A block of data

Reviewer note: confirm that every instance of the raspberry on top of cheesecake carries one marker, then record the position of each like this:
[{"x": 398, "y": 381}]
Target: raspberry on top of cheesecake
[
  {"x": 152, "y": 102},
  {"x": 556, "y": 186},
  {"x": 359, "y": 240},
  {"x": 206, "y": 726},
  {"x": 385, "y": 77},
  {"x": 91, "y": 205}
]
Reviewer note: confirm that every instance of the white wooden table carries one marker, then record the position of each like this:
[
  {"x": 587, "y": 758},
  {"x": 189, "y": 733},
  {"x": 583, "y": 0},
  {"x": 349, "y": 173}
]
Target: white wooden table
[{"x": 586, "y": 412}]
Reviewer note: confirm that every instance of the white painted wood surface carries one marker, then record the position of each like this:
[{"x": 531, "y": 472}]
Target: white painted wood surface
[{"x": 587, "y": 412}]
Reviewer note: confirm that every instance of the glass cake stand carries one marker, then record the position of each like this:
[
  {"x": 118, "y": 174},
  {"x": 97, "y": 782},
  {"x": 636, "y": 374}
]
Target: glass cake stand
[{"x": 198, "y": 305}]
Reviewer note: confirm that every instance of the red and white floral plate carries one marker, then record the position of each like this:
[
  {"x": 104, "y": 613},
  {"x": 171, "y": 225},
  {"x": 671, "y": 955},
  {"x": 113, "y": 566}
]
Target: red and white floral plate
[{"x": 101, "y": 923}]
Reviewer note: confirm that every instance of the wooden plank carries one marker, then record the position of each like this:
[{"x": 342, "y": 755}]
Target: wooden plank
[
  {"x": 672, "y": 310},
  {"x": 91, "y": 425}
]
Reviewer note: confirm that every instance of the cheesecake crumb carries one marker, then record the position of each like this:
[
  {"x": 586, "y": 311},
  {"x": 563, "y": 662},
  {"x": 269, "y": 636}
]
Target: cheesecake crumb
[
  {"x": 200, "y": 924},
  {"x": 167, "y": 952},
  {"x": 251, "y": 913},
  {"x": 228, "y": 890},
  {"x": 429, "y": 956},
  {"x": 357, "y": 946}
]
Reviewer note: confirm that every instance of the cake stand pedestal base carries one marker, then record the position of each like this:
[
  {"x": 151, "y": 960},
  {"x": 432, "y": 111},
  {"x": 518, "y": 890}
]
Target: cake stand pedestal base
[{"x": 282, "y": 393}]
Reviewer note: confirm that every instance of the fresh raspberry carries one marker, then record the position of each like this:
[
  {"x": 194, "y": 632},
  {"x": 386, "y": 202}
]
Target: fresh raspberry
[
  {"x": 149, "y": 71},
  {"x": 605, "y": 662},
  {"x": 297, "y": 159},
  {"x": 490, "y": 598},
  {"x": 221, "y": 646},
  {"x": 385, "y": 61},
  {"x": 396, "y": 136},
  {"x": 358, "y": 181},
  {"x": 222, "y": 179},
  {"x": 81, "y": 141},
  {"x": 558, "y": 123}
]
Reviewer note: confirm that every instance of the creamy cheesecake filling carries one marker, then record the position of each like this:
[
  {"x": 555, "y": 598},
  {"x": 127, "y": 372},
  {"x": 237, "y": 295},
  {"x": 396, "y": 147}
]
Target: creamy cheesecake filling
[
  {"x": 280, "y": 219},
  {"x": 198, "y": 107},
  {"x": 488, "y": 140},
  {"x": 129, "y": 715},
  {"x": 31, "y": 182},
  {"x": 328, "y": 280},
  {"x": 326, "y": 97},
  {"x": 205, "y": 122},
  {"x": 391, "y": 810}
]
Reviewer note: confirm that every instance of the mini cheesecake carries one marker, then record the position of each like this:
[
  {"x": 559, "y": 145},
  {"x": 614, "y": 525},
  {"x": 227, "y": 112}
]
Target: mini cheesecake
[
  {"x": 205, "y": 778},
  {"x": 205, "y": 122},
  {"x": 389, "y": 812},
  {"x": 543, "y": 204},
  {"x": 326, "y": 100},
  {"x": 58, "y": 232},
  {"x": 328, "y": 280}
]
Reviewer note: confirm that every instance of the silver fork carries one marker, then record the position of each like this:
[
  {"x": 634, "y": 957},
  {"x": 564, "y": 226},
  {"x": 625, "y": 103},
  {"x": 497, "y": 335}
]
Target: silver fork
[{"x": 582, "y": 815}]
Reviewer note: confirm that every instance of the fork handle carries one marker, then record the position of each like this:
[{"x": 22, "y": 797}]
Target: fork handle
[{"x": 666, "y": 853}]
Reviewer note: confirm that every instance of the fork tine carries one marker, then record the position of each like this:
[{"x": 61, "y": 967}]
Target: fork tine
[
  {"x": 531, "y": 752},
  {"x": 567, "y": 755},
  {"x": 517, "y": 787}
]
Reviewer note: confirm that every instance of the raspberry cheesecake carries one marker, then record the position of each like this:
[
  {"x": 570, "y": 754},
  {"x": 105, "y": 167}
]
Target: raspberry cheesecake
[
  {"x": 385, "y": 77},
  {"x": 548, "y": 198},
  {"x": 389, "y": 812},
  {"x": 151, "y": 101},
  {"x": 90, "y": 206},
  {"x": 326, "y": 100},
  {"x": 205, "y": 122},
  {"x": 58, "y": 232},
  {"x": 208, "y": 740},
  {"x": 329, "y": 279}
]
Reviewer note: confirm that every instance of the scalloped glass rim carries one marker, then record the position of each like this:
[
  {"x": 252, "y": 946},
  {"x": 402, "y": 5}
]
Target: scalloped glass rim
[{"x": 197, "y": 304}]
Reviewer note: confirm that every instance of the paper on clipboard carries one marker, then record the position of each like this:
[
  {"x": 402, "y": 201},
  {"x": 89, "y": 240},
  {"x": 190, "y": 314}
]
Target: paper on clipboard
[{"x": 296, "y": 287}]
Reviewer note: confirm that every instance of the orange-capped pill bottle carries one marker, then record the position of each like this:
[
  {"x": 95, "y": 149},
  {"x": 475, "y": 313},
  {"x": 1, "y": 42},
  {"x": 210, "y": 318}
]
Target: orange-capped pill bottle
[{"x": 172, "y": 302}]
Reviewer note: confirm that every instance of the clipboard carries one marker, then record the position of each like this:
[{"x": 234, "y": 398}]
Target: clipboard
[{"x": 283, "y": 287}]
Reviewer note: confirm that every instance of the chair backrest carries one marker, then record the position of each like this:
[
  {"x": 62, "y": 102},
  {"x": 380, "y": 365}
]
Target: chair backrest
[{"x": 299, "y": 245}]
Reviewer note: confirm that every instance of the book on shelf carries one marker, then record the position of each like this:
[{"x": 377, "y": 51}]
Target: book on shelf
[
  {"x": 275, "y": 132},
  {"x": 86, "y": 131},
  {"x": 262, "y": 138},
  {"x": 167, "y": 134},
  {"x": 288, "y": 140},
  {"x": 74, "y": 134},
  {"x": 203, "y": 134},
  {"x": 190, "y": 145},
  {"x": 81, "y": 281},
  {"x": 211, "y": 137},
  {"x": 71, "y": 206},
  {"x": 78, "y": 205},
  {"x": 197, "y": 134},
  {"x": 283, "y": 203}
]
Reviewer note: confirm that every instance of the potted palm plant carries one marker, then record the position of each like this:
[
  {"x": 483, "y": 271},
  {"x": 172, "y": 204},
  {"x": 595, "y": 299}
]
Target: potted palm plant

:: What to work on ::
Repeat these lines word for word, from top to bottom.

:: Output ::
Reviewer note: confirm that every instance of the raspberry on top of cheesecake carries one marker, then record the position of each like this:
[{"x": 398, "y": 381}]
Target: raspberry on top of cheesecake
[
  {"x": 152, "y": 102},
  {"x": 556, "y": 186},
  {"x": 359, "y": 240},
  {"x": 206, "y": 726},
  {"x": 385, "y": 77},
  {"x": 91, "y": 205}
]
Reviewer note: confirm that every instance of the white wooden table carries one marker, then record the position of each like this:
[
  {"x": 587, "y": 758},
  {"x": 189, "y": 733},
  {"x": 583, "y": 0},
  {"x": 349, "y": 173}
]
Target: white wooden table
[{"x": 586, "y": 412}]
Reviewer note: confirm that every instance of the white painted wood surface carries one marker, then record the position of each like this:
[{"x": 531, "y": 472}]
Target: white painted wood surface
[{"x": 587, "y": 412}]
Reviewer note: confirm that every instance of the glass cake stand carries one marker, then record the position of each like this:
[
  {"x": 118, "y": 174},
  {"x": 97, "y": 782},
  {"x": 636, "y": 374}
]
Target: glass cake stand
[{"x": 198, "y": 305}]
Reviewer note: confirm that every instance of the red and white floral plate carries one marker, then record the position of each like this:
[
  {"x": 104, "y": 613},
  {"x": 171, "y": 225},
  {"x": 671, "y": 955},
  {"x": 113, "y": 566}
]
Target: red and white floral plate
[{"x": 101, "y": 923}]
Reviewer note: confirm that every instance of the wooden plank carries one marker, then record the position of each like this:
[{"x": 342, "y": 755}]
Target: wooden plank
[
  {"x": 672, "y": 310},
  {"x": 91, "y": 425}
]
Reviewer note: confirm that every instance of the cheesecake crumb carries one marker, then record the position of each like this:
[
  {"x": 586, "y": 311},
  {"x": 563, "y": 662},
  {"x": 269, "y": 636}
]
Target: cheesecake crumb
[
  {"x": 200, "y": 924},
  {"x": 167, "y": 952},
  {"x": 251, "y": 913},
  {"x": 228, "y": 890},
  {"x": 429, "y": 956},
  {"x": 357, "y": 946}
]
Reviewer note: confirm that every instance of the cake stand pedestal base carries one marker, then record the position of each like this:
[
  {"x": 151, "y": 960},
  {"x": 432, "y": 111},
  {"x": 518, "y": 890}
]
Target: cake stand pedestal base
[{"x": 282, "y": 393}]
Reviewer note: confirm that every instance of the fresh raspberry carries one marker, then record the position of each like this:
[
  {"x": 194, "y": 632},
  {"x": 386, "y": 202}
]
Target: fresh raspberry
[
  {"x": 149, "y": 71},
  {"x": 605, "y": 662},
  {"x": 297, "y": 159},
  {"x": 490, "y": 598},
  {"x": 221, "y": 646},
  {"x": 385, "y": 61},
  {"x": 396, "y": 136},
  {"x": 358, "y": 181},
  {"x": 222, "y": 179},
  {"x": 81, "y": 141},
  {"x": 558, "y": 123}
]
Reviewer note: confirm that every instance of the creamy cheesecake filling carries one marker, then record the position of each like this:
[
  {"x": 555, "y": 598},
  {"x": 127, "y": 372},
  {"x": 237, "y": 295},
  {"x": 396, "y": 147}
]
Target: creamy cheesecake filling
[
  {"x": 280, "y": 219},
  {"x": 198, "y": 107},
  {"x": 488, "y": 140},
  {"x": 129, "y": 715},
  {"x": 31, "y": 182},
  {"x": 328, "y": 280},
  {"x": 326, "y": 97},
  {"x": 205, "y": 122},
  {"x": 391, "y": 810}
]
Reviewer note: confirm that every instance of the mini cheesecake carries one marker, then record the position of each like this:
[
  {"x": 559, "y": 145},
  {"x": 614, "y": 525},
  {"x": 227, "y": 112}
]
Target: mini cheesecake
[
  {"x": 205, "y": 778},
  {"x": 205, "y": 122},
  {"x": 389, "y": 812},
  {"x": 543, "y": 204},
  {"x": 326, "y": 100},
  {"x": 58, "y": 232},
  {"x": 328, "y": 280}
]
Reviewer note: confirm that every instance of the silver fork carries one marker, then record the position of each like this:
[
  {"x": 634, "y": 957},
  {"x": 564, "y": 226},
  {"x": 625, "y": 103},
  {"x": 497, "y": 335}
]
Target: silver fork
[{"x": 582, "y": 815}]
Reviewer note: confirm that every instance of the fork handle carries one marker, then record the position of each like this:
[{"x": 22, "y": 797}]
Target: fork handle
[{"x": 666, "y": 853}]
Reviewer note: confirm that every instance of the fork tine carries one marker, then record the position of each like this:
[{"x": 61, "y": 967}]
Target: fork tine
[
  {"x": 531, "y": 752},
  {"x": 567, "y": 755},
  {"x": 517, "y": 787}
]
Reviewer note: confirm that every instance of the raspberry cheesecake carries one marker, then record the position of each like this:
[
  {"x": 570, "y": 754},
  {"x": 105, "y": 167}
]
Target: raspberry cheesecake
[
  {"x": 385, "y": 77},
  {"x": 548, "y": 198},
  {"x": 389, "y": 812},
  {"x": 151, "y": 101},
  {"x": 90, "y": 206},
  {"x": 326, "y": 100},
  {"x": 205, "y": 122},
  {"x": 58, "y": 232},
  {"x": 208, "y": 740},
  {"x": 329, "y": 279}
]
Reviewer note: confirm that every instance of the scalloped glass rim carries one marker, then record the position of each like this:
[
  {"x": 252, "y": 946},
  {"x": 402, "y": 5}
]
Target: scalloped glass rim
[{"x": 197, "y": 304}]
Reviewer note: confirm that every instance of the paper on clipboard carries one marker, then record the position of each like this:
[
  {"x": 402, "y": 201},
  {"x": 89, "y": 240},
  {"x": 190, "y": 314}
]
Target: paper on clipboard
[{"x": 296, "y": 287}]
Reviewer note: confirm that every instance of the orange-capped pill bottle carries one marker, then record the position of each like this:
[
  {"x": 95, "y": 149},
  {"x": 475, "y": 313},
  {"x": 1, "y": 42},
  {"x": 210, "y": 318}
]
Target: orange-capped pill bottle
[{"x": 172, "y": 302}]
Reviewer note: confirm that every instance of the clipboard carries one marker, then record the position of each like this:
[{"x": 234, "y": 398}]
Target: clipboard
[{"x": 283, "y": 287}]
Reviewer note: confirm that every instance of the chair backrest carries one marker, then record the position of each like this:
[
  {"x": 62, "y": 102},
  {"x": 380, "y": 365}
]
Target: chair backrest
[{"x": 299, "y": 245}]
Reviewer note: confirm that every instance of the book on shelf carries one marker, then record the position of each like this:
[{"x": 377, "y": 51}]
Target: book on shelf
[
  {"x": 275, "y": 132},
  {"x": 86, "y": 131},
  {"x": 262, "y": 138},
  {"x": 167, "y": 134},
  {"x": 288, "y": 140},
  {"x": 74, "y": 134},
  {"x": 203, "y": 134},
  {"x": 190, "y": 145},
  {"x": 81, "y": 281},
  {"x": 211, "y": 137},
  {"x": 71, "y": 206},
  {"x": 78, "y": 205},
  {"x": 197, "y": 134},
  {"x": 283, "y": 203}
]
Reviewer note: confirm that every instance of the potted palm plant carries one marker, then record the position of each like this:
[
  {"x": 483, "y": 271},
  {"x": 172, "y": 204},
  {"x": 595, "y": 299}
]
Target: potted palm plant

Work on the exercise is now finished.